[Region outline entries]
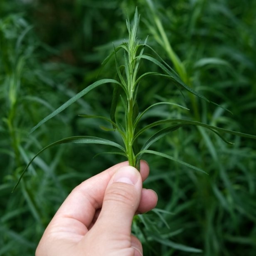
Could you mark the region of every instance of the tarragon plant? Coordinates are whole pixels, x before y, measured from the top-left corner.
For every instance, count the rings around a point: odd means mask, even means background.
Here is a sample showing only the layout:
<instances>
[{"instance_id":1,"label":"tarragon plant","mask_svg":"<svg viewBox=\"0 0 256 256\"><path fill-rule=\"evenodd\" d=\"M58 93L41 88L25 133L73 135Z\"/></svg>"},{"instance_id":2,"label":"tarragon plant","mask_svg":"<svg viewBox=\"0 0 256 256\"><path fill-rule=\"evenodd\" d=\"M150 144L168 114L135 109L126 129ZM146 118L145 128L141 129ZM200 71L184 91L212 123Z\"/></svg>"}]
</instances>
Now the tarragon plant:
<instances>
[{"instance_id":1,"label":"tarragon plant","mask_svg":"<svg viewBox=\"0 0 256 256\"><path fill-rule=\"evenodd\" d=\"M167 119L155 121L140 129L139 124L143 115L150 108L158 105L170 104L188 109L184 106L175 103L168 102L160 102L151 105L142 111L138 112L138 107L136 101L138 90L140 89L140 83L142 79L146 79L150 76L158 76L165 79L171 80L173 84L180 90L185 89L199 98L204 99L208 102L211 102L203 96L198 94L191 87L187 86L180 78L176 72L155 51L147 44L147 39L141 43L136 37L137 30L139 22L140 17L138 11L136 10L133 24L132 25L129 20L126 20L126 25L128 33L128 38L120 45L115 47L113 52L103 62L105 64L111 58L114 58L116 73L118 79L103 79L98 81L86 87L76 94L62 106L55 110L50 115L42 120L31 130L32 133L47 121L52 118L69 105L75 102L79 98L84 96L92 89L101 85L107 84L114 84L115 86L112 104L110 111L110 116L107 118L105 116L81 115L85 118L100 118L111 124L113 127L112 130L118 133L123 141L121 145L103 138L91 136L77 136L66 138L51 144L39 152L28 163L21 174L15 187L17 186L22 176L34 159L41 152L46 149L58 144L73 143L95 143L108 145L116 148L118 150L115 153L123 155L127 157L130 165L139 169L140 160L143 154L153 154L166 158L185 165L190 168L200 172L203 171L198 167L191 165L181 160L174 158L162 152L157 152L149 150L150 146L154 142L163 136L179 128L187 126L199 126L210 130L227 143L227 141L222 136L224 133L229 133L234 135L246 137L256 139L256 136L233 131L222 128L213 126L202 123L190 120L184 119ZM149 51L151 54L145 54L144 52ZM118 51L123 52L123 63L120 65L118 63L117 53ZM160 72L148 71L140 74L139 72L140 64L143 61L147 61L155 65ZM123 96L121 95L124 95ZM118 101L121 100L124 111L123 124L116 120L116 112ZM214 103L214 104L215 104ZM154 127L162 126L155 133L146 139L145 142L140 148L137 145L138 138L143 135L143 133ZM113 152L112 152L113 153Z\"/></svg>"}]
</instances>

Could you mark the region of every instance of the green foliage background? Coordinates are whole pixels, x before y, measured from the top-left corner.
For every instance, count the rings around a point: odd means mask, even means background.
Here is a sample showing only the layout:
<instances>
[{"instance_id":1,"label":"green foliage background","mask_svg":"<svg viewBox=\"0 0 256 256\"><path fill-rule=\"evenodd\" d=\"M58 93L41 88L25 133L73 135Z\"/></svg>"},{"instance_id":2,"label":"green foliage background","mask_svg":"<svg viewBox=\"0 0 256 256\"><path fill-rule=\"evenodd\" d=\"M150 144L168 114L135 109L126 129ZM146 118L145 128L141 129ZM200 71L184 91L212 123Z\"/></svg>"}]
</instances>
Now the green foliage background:
<instances>
[{"instance_id":1,"label":"green foliage background","mask_svg":"<svg viewBox=\"0 0 256 256\"><path fill-rule=\"evenodd\" d=\"M161 0L151 2L153 10L150 2L0 2L0 256L34 255L44 229L71 190L125 160L105 154L93 158L107 151L104 146L57 146L35 160L11 193L26 163L52 142L75 135L119 139L114 132L101 129L106 126L103 121L78 116L109 117L113 88L107 85L28 135L88 85L115 78L114 62L102 69L101 64L113 50L113 42L127 38L125 19L132 18L136 6L139 38L144 40L148 35L148 44L178 72L166 42L159 39L153 18L157 15L185 70L182 78L233 113L185 91L182 95L171 81L153 76L140 85L139 110L160 99L190 111L159 105L149 111L145 125L159 117L184 118L256 134L256 2ZM157 71L146 62L141 68ZM145 156L151 172L145 186L157 191L159 202L156 210L138 216L134 222L145 255L254 255L255 142L224 135L234 145L202 128L188 127L152 146L209 175L158 156Z\"/></svg>"}]
</instances>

TO DO
Copy the material above word for word, leaving out the pictures.

ANSWER TO THIS PROBLEM
Could you mark the region of every instance of the tarragon plant? Coordinates are whole pixels, x before y, measured from the top-left corner.
For every instance, count the rings around a point: odd means mask, even means background.
Here is a sample showing only the layout:
<instances>
[{"instance_id":1,"label":"tarragon plant","mask_svg":"<svg viewBox=\"0 0 256 256\"><path fill-rule=\"evenodd\" d=\"M58 93L41 88L25 133L73 135Z\"/></svg>"},{"instance_id":2,"label":"tarragon plant","mask_svg":"<svg viewBox=\"0 0 256 256\"><path fill-rule=\"evenodd\" d=\"M150 144L168 114L135 109L126 129ZM146 118L145 128L141 129ZM200 71L184 91L212 123Z\"/></svg>"}]
</instances>
Now the tarragon plant:
<instances>
[{"instance_id":1,"label":"tarragon plant","mask_svg":"<svg viewBox=\"0 0 256 256\"><path fill-rule=\"evenodd\" d=\"M167 119L155 121L140 129L139 124L143 115L150 108L158 105L170 104L188 109L184 106L175 103L168 102L160 102L151 105L142 111L138 112L138 107L136 101L138 90L140 89L140 83L142 79L146 79L150 76L158 76L165 79L171 80L173 84L180 90L185 89L199 98L204 99L208 102L211 102L203 96L198 94L191 87L187 86L180 78L176 72L155 51L147 44L147 39L141 43L136 37L137 30L139 22L140 17L138 11L136 10L133 24L132 25L129 20L126 20L126 25L128 33L128 38L120 45L115 47L113 52L103 62L105 64L111 58L114 58L116 73L118 79L103 79L98 81L86 87L76 94L62 106L55 110L50 115L42 120L31 130L32 133L47 121L52 118L69 105L75 102L79 98L84 96L92 89L101 85L107 84L114 84L115 86L112 104L110 111L110 116L107 118L105 116L81 115L85 118L100 118L111 124L113 127L112 130L118 133L123 141L121 145L103 138L91 136L77 136L66 138L51 144L39 152L28 163L21 174L15 187L17 186L22 176L34 159L41 152L46 149L58 144L73 143L95 143L108 145L116 148L118 150L115 153L123 155L127 157L130 165L139 169L140 160L143 154L153 154L166 158L185 165L190 168L200 172L203 171L198 167L191 165L181 160L174 158L162 152L157 152L149 150L150 146L154 142L163 136L179 128L187 126L199 126L210 130L227 143L227 141L222 136L224 133L229 133L234 135L246 137L256 139L256 136L233 131L222 128L213 126L202 123L190 120L184 119ZM149 51L151 54L145 54L144 52ZM118 51L123 52L123 63L120 65L118 63L117 53ZM160 72L148 71L140 74L139 72L140 64L143 61L147 61L155 65ZM123 96L121 95L124 95ZM118 101L121 100L124 111L123 124L116 120L116 112ZM214 103L214 104L215 104ZM154 127L162 126L155 133L146 139L145 142L140 148L137 145L138 138L143 135L143 133ZM113 152L112 152L113 153Z\"/></svg>"}]
</instances>

Could you mark the region of every instance of the green foliage background? Coordinates are whole pixels, x before y, measured from the top-left corner.
For every instance, count the rings around a point: odd means mask, even means background.
Here is a sample showing only the layout:
<instances>
[{"instance_id":1,"label":"green foliage background","mask_svg":"<svg viewBox=\"0 0 256 256\"><path fill-rule=\"evenodd\" d=\"M58 93L41 88L25 133L73 135Z\"/></svg>"},{"instance_id":2,"label":"green foliage background","mask_svg":"<svg viewBox=\"0 0 256 256\"><path fill-rule=\"evenodd\" d=\"M150 144L168 114L135 109L126 129ZM146 118L145 128L141 129ZM200 71L184 91L212 123Z\"/></svg>"}]
</instances>
Now the green foliage background:
<instances>
[{"instance_id":1,"label":"green foliage background","mask_svg":"<svg viewBox=\"0 0 256 256\"><path fill-rule=\"evenodd\" d=\"M161 0L151 2L153 10L150 2L0 2L0 256L34 255L44 229L71 190L125 160L105 154L93 158L107 151L104 146L57 146L35 160L11 193L26 163L52 142L75 135L119 139L114 132L101 129L106 126L103 121L78 116L109 117L113 88L107 85L28 135L88 85L115 78L114 62L102 69L101 64L113 50L113 42L127 38L125 19L132 18L136 6L139 38L144 40L148 35L148 44L178 72L166 42L159 39L153 18L157 15L185 70L182 78L233 113L185 91L182 95L171 81L153 76L140 85L139 110L160 99L190 111L159 105L149 111L145 125L159 117L184 118L256 134L256 2ZM157 71L146 62L141 68ZM145 156L151 172L145 186L157 191L159 202L156 210L138 216L134 222L145 255L254 255L255 142L224 135L234 145L202 128L188 127L152 146L209 175L158 156Z\"/></svg>"}]
</instances>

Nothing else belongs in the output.